What is being asked
Copy the lines below word for word, from the line that contains "the blue shirt" to the line that contains "pixel 599 385", both of those lines included. Leave out every other line.

Entries shown

----------

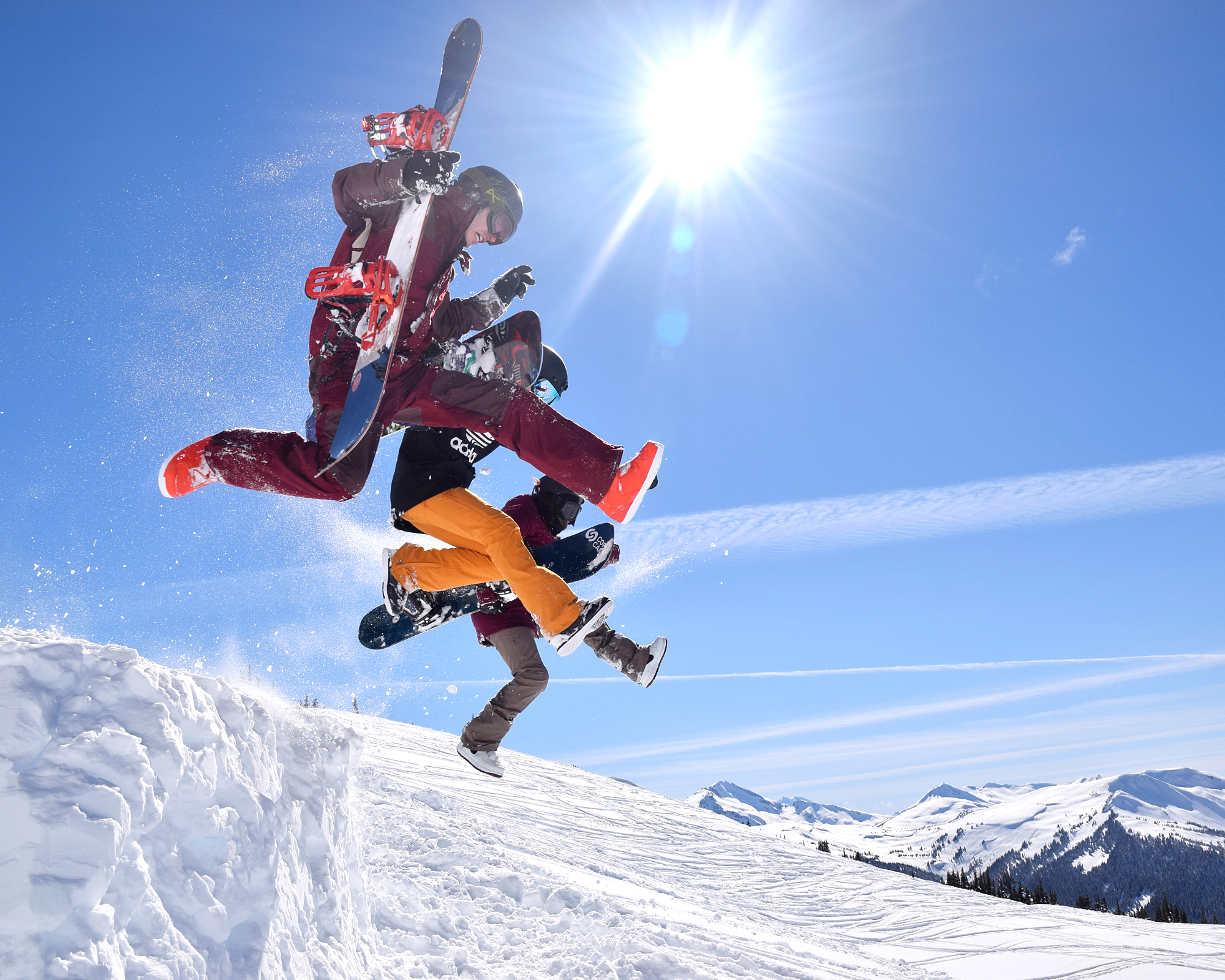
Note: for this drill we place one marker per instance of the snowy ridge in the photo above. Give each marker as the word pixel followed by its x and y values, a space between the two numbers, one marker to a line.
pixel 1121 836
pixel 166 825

----------

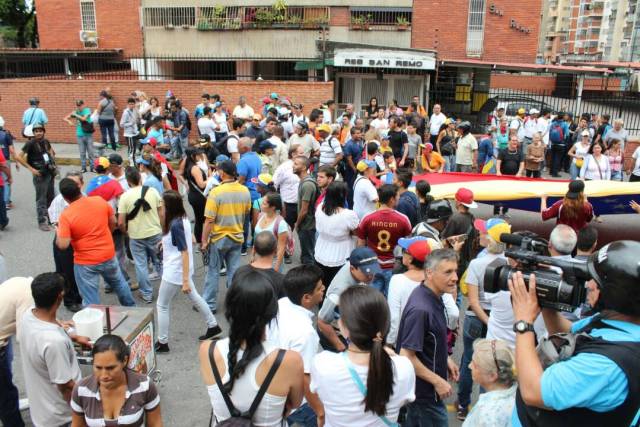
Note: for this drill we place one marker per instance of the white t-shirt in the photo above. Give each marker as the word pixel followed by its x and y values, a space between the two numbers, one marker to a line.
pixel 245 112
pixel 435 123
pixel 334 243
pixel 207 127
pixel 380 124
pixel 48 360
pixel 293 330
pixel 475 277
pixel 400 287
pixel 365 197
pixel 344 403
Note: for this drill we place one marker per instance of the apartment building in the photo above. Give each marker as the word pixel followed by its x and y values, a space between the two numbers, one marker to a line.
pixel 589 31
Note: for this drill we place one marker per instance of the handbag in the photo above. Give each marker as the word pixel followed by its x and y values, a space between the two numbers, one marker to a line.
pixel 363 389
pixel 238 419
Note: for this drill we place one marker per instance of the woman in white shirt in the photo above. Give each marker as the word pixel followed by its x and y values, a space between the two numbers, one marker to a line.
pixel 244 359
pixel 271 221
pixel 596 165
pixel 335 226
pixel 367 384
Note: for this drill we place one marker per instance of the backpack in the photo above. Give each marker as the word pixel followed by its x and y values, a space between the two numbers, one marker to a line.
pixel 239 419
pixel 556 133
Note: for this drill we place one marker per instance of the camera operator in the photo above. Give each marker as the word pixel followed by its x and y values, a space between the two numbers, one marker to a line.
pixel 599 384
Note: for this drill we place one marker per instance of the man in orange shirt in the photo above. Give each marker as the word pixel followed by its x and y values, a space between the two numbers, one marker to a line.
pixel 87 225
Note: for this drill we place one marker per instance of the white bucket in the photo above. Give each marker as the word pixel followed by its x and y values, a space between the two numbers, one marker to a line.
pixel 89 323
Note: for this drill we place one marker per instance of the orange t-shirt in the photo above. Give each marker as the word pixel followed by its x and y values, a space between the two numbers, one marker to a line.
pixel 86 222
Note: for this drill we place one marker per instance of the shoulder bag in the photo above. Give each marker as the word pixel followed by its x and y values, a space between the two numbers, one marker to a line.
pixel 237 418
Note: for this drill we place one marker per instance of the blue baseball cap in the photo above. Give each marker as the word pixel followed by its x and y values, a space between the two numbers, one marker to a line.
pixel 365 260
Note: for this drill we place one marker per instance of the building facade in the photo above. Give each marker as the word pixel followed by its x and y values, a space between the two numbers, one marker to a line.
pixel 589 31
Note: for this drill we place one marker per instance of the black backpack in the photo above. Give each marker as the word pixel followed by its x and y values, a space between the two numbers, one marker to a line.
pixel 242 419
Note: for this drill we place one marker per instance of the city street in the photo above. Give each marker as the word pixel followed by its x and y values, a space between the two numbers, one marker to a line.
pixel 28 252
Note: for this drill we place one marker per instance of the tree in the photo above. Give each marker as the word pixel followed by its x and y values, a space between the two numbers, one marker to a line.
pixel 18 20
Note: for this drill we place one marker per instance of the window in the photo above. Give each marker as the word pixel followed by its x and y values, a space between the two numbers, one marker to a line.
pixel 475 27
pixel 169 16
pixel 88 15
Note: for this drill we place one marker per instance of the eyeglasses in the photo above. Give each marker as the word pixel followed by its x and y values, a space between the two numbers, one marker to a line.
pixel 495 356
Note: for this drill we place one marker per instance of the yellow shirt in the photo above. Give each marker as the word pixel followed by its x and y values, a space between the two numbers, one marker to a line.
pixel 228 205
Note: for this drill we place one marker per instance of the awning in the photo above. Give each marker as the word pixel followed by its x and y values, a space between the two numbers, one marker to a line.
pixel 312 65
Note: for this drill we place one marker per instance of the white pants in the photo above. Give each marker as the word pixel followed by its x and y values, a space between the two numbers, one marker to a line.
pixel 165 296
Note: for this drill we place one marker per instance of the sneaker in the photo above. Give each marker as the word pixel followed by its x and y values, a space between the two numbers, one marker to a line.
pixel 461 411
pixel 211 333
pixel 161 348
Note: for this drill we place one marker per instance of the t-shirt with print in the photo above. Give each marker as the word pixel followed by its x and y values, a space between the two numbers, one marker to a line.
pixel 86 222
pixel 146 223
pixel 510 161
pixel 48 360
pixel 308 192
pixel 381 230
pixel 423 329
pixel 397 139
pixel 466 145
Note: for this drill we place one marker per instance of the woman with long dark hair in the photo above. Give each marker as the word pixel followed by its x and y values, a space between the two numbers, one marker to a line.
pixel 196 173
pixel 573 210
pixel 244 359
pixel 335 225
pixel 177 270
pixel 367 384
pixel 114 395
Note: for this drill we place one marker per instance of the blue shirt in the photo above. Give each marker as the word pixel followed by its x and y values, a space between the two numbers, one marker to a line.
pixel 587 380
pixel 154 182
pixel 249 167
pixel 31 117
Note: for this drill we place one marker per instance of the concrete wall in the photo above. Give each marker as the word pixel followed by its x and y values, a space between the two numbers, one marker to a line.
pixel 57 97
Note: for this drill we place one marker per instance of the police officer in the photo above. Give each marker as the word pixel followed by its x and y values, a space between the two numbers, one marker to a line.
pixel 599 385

----------

Problem solution
Note: for this drill we place one marker per instance of the blue shirt in the photo above. Give each marker as the word pixel followed by its x and y values, a space between the two numbers, one marker to a line.
pixel 587 380
pixel 154 182
pixel 249 167
pixel 31 117
Note: for this drill we place one marker per instance of the concrete wall in the photo above. Give each marker as the word pixel followed by its x and y values, a space between the two numbers, one marker to a line.
pixel 57 97
Note: for this drill we place one marker per instance of the police officer in the photo above. Give each marker as the word pixel followed by its x and y values, a space between the two numbers, one marker to a line.
pixel 599 385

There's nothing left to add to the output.